### WORK REQUIRED
Exclude the pictures and return every line exactly as written.

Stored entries
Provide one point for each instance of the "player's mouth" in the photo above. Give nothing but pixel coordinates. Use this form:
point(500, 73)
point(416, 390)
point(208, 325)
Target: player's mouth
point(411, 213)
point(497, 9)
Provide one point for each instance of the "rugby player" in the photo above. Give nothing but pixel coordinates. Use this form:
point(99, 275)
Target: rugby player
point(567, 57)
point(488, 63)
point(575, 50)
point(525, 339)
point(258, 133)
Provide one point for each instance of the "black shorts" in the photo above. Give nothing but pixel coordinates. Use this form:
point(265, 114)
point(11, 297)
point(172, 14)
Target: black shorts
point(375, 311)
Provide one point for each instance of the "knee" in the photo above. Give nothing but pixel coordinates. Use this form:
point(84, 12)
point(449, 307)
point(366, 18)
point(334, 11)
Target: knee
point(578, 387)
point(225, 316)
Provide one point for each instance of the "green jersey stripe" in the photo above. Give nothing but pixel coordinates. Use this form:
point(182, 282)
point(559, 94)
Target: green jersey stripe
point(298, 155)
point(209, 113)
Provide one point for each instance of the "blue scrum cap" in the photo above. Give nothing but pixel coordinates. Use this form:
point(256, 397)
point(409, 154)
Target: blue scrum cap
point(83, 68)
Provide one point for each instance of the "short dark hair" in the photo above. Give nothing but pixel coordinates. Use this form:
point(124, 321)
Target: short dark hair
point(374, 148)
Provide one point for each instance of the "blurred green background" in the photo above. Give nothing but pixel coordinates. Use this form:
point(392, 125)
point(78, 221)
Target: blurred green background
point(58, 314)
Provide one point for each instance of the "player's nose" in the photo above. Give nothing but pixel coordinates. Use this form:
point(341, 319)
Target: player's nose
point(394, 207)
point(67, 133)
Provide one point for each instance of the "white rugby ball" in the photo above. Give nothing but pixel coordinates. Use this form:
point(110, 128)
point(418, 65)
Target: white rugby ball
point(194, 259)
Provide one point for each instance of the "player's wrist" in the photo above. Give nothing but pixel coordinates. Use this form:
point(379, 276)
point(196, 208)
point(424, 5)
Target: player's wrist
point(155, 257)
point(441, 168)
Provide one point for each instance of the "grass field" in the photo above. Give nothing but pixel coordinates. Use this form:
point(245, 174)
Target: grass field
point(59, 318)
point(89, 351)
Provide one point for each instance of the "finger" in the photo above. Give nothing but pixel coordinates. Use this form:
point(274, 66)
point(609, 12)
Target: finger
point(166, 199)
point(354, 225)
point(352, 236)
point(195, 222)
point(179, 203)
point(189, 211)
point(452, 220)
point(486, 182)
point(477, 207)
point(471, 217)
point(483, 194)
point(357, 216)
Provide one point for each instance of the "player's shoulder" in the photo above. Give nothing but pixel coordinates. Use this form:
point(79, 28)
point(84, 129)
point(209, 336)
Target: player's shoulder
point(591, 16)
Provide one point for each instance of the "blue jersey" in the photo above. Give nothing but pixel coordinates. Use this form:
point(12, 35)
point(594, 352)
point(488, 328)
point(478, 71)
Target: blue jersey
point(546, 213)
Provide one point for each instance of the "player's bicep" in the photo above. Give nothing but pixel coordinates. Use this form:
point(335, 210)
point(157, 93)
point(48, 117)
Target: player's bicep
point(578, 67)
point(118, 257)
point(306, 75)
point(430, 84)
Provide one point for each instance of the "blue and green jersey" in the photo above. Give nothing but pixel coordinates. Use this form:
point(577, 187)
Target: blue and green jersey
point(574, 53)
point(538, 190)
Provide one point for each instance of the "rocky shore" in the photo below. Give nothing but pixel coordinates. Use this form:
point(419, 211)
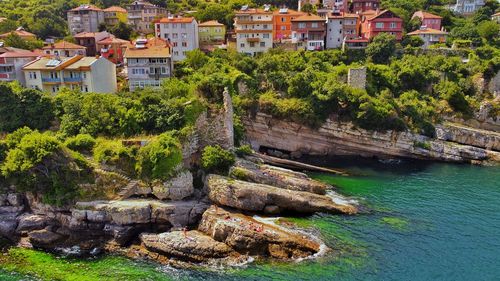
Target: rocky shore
point(217, 223)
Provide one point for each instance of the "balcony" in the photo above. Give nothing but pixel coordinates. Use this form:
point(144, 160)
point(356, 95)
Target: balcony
point(51, 80)
point(72, 79)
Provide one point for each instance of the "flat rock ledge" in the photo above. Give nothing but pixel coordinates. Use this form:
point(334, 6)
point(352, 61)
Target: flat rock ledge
point(278, 177)
point(190, 246)
point(251, 237)
point(269, 199)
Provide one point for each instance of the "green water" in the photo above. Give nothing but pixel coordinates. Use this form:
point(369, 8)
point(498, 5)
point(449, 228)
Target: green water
point(428, 222)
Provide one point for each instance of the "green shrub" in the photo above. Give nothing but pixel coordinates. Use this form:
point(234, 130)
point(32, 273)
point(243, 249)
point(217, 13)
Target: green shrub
point(216, 159)
point(159, 158)
point(81, 143)
point(243, 150)
point(114, 153)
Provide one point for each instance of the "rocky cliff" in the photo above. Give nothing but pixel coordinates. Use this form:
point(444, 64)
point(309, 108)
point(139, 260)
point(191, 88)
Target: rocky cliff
point(454, 143)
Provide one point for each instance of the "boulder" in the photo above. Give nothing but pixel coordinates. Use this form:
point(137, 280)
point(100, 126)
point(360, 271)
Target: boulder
point(255, 197)
point(249, 236)
point(44, 238)
point(192, 246)
point(177, 188)
point(278, 177)
point(29, 222)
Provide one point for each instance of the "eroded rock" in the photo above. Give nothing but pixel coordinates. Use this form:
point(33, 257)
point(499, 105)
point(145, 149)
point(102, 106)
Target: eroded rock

### OUTPUT FOR THIS TASK
Provide one point for each instance of the "player's mouth" in the photo above. Give nothing but pixel coordinates. Use this form:
point(500, 73)
point(416, 390)
point(208, 325)
Target: player's mouth
point(411, 213)
point(497, 9)
Provide one point for each instance of the "rugby player" in the photo above. Give nothing but pixel coordinates. Use this form:
point(99, 275)
Target: rugby player
point(567, 57)
point(488, 63)
point(575, 50)
point(525, 339)
point(258, 133)
Provide one point for each instance of the "black shorts" in the photo above. Give nothing but pixel coordinates. Use this form:
point(265, 114)
point(11, 297)
point(172, 14)
Target: black shorts
point(375, 311)
Provide one point for each instance of the "knee" in the photo above. Give nothing but pixel coordinates. Use this form:
point(84, 12)
point(449, 307)
point(366, 18)
point(334, 11)
Target: knee
point(578, 387)
point(225, 316)
Provide one point for each instance of the "green jersey stripe" in the photo above. Give nothing but pixel coordinates. Use this form:
point(182, 282)
point(559, 94)
Target: green jersey stripe
point(298, 155)
point(209, 113)
Provide one point for each instance of the "blue scrum cap" in the photo above. Give nothing but pixel coordinates. Use this form:
point(256, 397)
point(409, 154)
Target: blue scrum cap
point(83, 68)
Provide one point for each instance of the "short dark hair" in the photo above. Give nothing but pixel coordinates. Use this form:
point(124, 321)
Target: short dark hair
point(374, 148)
Provide one point for each instance of the "blurred green background" in the photo above. Give nothing but pixel coordinates. Use this form:
point(392, 125)
point(78, 221)
Target: blurred green background
point(58, 314)
Provide one point for each instance of the "player's nose" in the photo above. Give nothing but pixel coordinates. Use this form:
point(341, 319)
Target: player's nose
point(394, 207)
point(67, 133)
Provide one point for each instance of the "white rugby ball" in the photo above. Give nothing but pixel coordinates. Use this form:
point(110, 128)
point(418, 65)
Target: white rugby ball
point(194, 259)
Provide one point for each instance of the "player's wrist" in the photo above. Give nothing but pixel coordinates. Use this form:
point(379, 276)
point(196, 208)
point(424, 5)
Target: player's wrist
point(155, 257)
point(441, 168)
Provide one point for each instance of the "grass field" in the photo above. Give nothing but pixel coordinates. Use this form:
point(245, 174)
Target: grass field
point(59, 318)
point(89, 351)
Provide one point for each instance of the "finger" in the photo above. Give nothing but pixel coordinates. Use this form:
point(274, 66)
point(609, 12)
Target: finger
point(166, 199)
point(354, 225)
point(352, 236)
point(195, 222)
point(179, 203)
point(189, 211)
point(452, 220)
point(486, 182)
point(477, 207)
point(471, 217)
point(483, 194)
point(357, 216)
Provide one point for each instance of the "player's shoulder" in the photo above. Give nothing but pixel coordinates. Use this form:
point(79, 28)
point(84, 129)
point(209, 336)
Target: player's shoulder
point(591, 16)
Provide one point for each instance of the "blue jersey" in the photo above. Give nothing but pixel coordinates. Use this form:
point(12, 35)
point(594, 352)
point(488, 328)
point(478, 71)
Target: blue jersey
point(546, 213)
Provide one point for each instance of the "player's bicep" in the photo above. Give nothing but pixel coordinates. Use this form:
point(335, 210)
point(157, 93)
point(48, 117)
Target: player's bicep
point(578, 67)
point(118, 257)
point(306, 75)
point(430, 84)
Provide one point for each instance of the "blue and green jersey" in the photo above. Give nothing but pixel coordinates. Use this form:
point(577, 187)
Target: blue and green jersey
point(574, 53)
point(538, 190)
Provide one point for each instance of the "rocky shore" in the photo below. Give nothing but pixel coordinates. Use this form:
point(419, 211)
Target: rocky shore
point(217, 223)
Provide one point for each instance of the "balcony" in the photo above. Give nothing but pixel coordinates. Use this form:
point(144, 160)
point(356, 95)
Target: balcony
point(51, 80)
point(72, 79)
Provide one point for each instance of the "flat rock ledge" in the photo above. Give nothing but pixel coordinates. Use this form:
point(334, 6)
point(352, 61)
Target: flat rock ledge
point(278, 177)
point(190, 246)
point(251, 237)
point(269, 199)
Provide one point for each instance of the "green water" in the photo above. Give nothing but pixel coordinates. Use this form:
point(369, 8)
point(498, 5)
point(449, 228)
Target: green water
point(428, 222)
Provide one point for each instance of the "green shrub" in the photo above. Give nothing but pixel coordinates. Use this form:
point(234, 130)
point(32, 273)
point(243, 249)
point(217, 13)
Target: green shrub
point(216, 159)
point(159, 158)
point(81, 143)
point(243, 150)
point(114, 153)
Provide one point for each instance of the "rocky cliff" in the photo above. Give nothing but pixel coordinates. Use this form:
point(444, 64)
point(309, 108)
point(139, 260)
point(191, 88)
Target: rocky cliff
point(454, 143)
Provide one point for each instance of the "boulder" in the photo above. Give nothing but pixel coordinates. Use this form:
point(137, 280)
point(100, 126)
point(360, 271)
Target: boulder
point(255, 197)
point(249, 236)
point(44, 238)
point(192, 246)
point(177, 188)
point(278, 177)
point(29, 222)
Provide one point for each instance of the "eroded rock" in the photo above. Give nothing but pixel coordinates. Use this form:
point(33, 257)
point(499, 105)
point(145, 149)
point(102, 106)
Target: eroded rock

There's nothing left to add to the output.